Bioscience industry highlighted in San Francisco

Wednesday, July 6, 2016 9:00 am

More than 60 scientists, business leaders, educators and economic development officers from across the state of Oklahoma took the best of Oklahoma bioscience to the 2016 BIO International Convention in San Francisco last month. The delegation spent four days promoting the accomplishments of the Oklahoma bioscience sector and meeting with potential business partners.

“The momentum for this region’s bioscience industry has truly never been stronger,” said Roy H. Williams, CCE, president and CEO of the Greater Oklahoma City Chamber. “The groundbreaking research being conducted in Oklahoma City alongside the opportunities for collaboration and investment set our bioscience community apart from many locations across the nation.”

The delegation staffed the Oklahoma Bioscience Association booth and interacted with conference attendees, and the delegates informed others about the growth of Oklahoma’s bioscience sector. Oklahoma’s bioscience sector currently contributes more than $6.7 billion in economic activity and supports more than 51,000 Oklahoma jobs. The sector also produces annual revenues of more than $4.1 billion. Throughout the state, pockets of research excellence continue to develop in Oklahoma City, Ponca City, Ardmore, Stillwater and Norman.

Current research in Oklahoma’s bioscience sector

  • An OMRF scientist has discovered that certain sugars produced by the body play an important role in the development of colitis and colon cancer. The new finding could potentially lead to therapies for ulcerative colitis, Crohn’s disease and colon cancer.

◆ **Your tasks**
(1) According to the Oklahoma bioscience article, how many Oklahoma jobs does the state's bioscience sector support?
(2) Proceed with the Oklahoma bioscience article from the point after its bullet on the OMRF colitis finding.
The entries that follow come from a separate source, not from the Oklahoma bioscience article.

◆ **Information given**
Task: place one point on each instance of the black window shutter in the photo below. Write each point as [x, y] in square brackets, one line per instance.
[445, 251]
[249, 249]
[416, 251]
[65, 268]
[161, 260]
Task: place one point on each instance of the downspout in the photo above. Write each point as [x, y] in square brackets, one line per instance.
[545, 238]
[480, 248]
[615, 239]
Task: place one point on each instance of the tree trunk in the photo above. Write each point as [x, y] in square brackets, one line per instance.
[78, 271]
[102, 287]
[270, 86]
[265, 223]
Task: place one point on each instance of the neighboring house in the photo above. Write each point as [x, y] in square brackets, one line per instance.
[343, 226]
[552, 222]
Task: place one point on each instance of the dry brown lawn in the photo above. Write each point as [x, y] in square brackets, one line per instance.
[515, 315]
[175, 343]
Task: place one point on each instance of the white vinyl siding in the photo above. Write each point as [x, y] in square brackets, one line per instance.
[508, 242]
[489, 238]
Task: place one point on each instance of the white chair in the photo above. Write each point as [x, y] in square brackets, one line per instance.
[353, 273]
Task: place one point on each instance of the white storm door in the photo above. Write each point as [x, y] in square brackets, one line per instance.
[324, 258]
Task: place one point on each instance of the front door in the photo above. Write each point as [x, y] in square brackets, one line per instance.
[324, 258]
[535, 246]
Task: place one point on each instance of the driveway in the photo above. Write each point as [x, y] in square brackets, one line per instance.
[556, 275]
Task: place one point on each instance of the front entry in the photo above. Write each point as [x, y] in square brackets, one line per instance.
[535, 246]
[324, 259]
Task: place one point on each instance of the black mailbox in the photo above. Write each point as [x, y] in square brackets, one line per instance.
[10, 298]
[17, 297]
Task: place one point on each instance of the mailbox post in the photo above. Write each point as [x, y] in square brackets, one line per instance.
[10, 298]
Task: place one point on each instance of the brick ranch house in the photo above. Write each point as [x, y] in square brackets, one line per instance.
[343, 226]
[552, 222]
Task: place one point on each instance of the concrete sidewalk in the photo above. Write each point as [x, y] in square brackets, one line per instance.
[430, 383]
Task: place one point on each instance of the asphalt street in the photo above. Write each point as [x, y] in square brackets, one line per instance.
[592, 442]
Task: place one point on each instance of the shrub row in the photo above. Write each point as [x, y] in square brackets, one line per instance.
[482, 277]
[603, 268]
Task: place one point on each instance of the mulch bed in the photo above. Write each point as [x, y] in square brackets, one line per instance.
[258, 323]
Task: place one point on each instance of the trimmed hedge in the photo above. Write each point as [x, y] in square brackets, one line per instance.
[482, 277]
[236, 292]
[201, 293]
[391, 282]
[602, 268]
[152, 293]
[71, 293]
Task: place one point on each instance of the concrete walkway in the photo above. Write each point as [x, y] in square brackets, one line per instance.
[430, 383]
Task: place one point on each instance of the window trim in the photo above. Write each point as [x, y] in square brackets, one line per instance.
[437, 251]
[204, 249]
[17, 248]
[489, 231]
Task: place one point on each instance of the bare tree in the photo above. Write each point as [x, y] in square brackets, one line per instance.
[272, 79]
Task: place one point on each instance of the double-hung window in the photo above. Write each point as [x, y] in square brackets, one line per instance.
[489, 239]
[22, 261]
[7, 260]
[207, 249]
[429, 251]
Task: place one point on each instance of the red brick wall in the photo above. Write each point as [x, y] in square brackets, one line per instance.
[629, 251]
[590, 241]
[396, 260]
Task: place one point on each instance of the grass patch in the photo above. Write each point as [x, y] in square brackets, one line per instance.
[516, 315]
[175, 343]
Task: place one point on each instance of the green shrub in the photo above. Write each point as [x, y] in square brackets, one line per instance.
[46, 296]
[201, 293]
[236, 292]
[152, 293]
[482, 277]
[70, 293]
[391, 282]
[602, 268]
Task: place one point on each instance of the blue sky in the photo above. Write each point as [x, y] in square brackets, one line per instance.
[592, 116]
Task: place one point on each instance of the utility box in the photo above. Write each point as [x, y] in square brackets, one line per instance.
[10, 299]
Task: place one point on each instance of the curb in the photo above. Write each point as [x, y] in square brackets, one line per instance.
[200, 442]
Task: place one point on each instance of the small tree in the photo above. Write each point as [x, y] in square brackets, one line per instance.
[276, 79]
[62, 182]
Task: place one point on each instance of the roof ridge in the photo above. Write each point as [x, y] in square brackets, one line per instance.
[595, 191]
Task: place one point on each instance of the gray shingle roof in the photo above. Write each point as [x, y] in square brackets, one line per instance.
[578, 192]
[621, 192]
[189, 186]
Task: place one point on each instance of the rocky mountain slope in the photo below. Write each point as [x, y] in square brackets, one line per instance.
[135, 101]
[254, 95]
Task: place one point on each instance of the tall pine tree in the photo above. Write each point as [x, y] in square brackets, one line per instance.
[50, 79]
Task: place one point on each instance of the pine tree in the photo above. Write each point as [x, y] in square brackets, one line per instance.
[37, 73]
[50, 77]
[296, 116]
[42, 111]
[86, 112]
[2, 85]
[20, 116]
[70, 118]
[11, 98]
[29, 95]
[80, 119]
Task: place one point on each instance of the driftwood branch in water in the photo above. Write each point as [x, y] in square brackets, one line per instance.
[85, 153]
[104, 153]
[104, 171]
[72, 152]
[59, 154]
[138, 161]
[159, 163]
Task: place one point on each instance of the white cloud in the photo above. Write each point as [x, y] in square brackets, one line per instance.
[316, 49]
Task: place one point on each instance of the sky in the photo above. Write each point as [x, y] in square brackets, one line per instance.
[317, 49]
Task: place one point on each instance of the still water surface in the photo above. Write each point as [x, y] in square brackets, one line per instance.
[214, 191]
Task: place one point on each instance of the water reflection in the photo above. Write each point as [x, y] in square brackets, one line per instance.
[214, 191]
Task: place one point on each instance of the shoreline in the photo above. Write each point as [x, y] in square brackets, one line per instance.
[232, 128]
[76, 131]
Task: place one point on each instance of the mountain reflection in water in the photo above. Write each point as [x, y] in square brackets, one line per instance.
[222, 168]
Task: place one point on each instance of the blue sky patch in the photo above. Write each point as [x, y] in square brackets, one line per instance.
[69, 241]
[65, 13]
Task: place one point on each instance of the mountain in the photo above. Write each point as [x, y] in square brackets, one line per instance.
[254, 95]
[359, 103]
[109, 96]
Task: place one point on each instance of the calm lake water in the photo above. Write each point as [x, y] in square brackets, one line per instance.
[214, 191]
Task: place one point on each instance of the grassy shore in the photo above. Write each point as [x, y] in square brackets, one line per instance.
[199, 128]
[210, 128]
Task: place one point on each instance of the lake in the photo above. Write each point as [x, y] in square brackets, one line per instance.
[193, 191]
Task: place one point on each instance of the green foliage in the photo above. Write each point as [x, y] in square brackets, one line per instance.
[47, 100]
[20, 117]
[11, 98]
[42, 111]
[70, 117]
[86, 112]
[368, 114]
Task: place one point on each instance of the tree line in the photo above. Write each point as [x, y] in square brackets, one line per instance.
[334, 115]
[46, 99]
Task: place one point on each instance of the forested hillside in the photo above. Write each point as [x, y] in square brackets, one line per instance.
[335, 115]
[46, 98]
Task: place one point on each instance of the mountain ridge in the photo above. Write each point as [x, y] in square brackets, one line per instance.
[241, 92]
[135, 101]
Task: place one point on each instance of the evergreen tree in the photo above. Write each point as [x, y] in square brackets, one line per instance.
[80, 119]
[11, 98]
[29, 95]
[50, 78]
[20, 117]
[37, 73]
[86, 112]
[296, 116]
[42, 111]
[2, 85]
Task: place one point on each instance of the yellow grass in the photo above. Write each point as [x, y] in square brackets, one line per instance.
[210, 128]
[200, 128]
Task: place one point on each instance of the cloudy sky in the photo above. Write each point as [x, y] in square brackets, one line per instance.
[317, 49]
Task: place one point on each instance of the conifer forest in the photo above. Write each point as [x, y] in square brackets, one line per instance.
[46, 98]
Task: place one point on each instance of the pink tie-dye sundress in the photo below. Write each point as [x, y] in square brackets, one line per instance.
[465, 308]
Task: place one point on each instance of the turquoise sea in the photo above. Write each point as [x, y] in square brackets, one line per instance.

◆ **Results for the exercise**
(1) More than 51,000 Oklahoma jobs.

(2)
  • Otologic Pharmaceutics Inc. (OPI), recently entered into an exclusive license agreement with The Hough Ear Institute. Their technology is expected to be ready for human clinical trials in 2017. Noise-induced hearing loss is the single largest addressable cause of hearing loss problems. Hearing loss costs the US up to $56 billion per year in lost productivity, retraining and health care for the hard of hearing. Currently, no pharmaceutical treatments for hearing loss are available to patients. OPI has received a contract from the Naval Medical Logistics Command (NMLC) to further their research.
  • Dr. Courtney Houchen and his colleagues at Oklahoma City-based COARE Biotechnology are accelerating a new technology to market that shows promise in fighting pancreatic cancer and other solid-tumor cancers. COARE Biotechnology is developing biomarker panels for the detection of oncogenic proteins and monoclonal antibodies against key stem cell signaling molecules expressed in tumor initiating cells.
  • Researchers at Moleculera Labs have discovered evidence that points to a relationship between certain bacterial infections and autoimmune attacks that can disrupt normal neurologic functioning. Using a panel of biomarker tests for autoantibodies can help physicians better diagnose and treat the underlying cause of these conditions, which are often misdiagnosed and treated inappropriately with psychotropic drugs.